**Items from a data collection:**
|---|

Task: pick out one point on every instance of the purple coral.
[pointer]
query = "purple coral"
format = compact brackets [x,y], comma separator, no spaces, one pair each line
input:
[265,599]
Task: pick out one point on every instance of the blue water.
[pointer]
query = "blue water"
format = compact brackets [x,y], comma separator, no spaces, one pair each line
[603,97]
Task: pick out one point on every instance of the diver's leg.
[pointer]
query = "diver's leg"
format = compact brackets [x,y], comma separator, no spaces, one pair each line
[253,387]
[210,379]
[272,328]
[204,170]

|---|

**JOB:**
Copy every one of the items above, line for line, without changing anything.

**SOLUTION TO THE PROBLEM:**
Task: pick out one point on every instance of the purple coral.
[pointer]
query = "purple coral"
format = compact brackets [x,y], comma separator, no spaces, one pair each line
input:
[265,599]
Task: pick out one point on every instance of the blue water.
[pointer]
query = "blue water"
format = compact brackets [x,y], comma separator, no spaces, one pair each line
[603,97]
Task: pick out one point on every instance of the diver's leg.
[pointer]
query = "diver's leg"
format = compact brackets [x,y], comma separator, no spaces, one pair each line
[253,387]
[210,379]
[272,328]
[204,170]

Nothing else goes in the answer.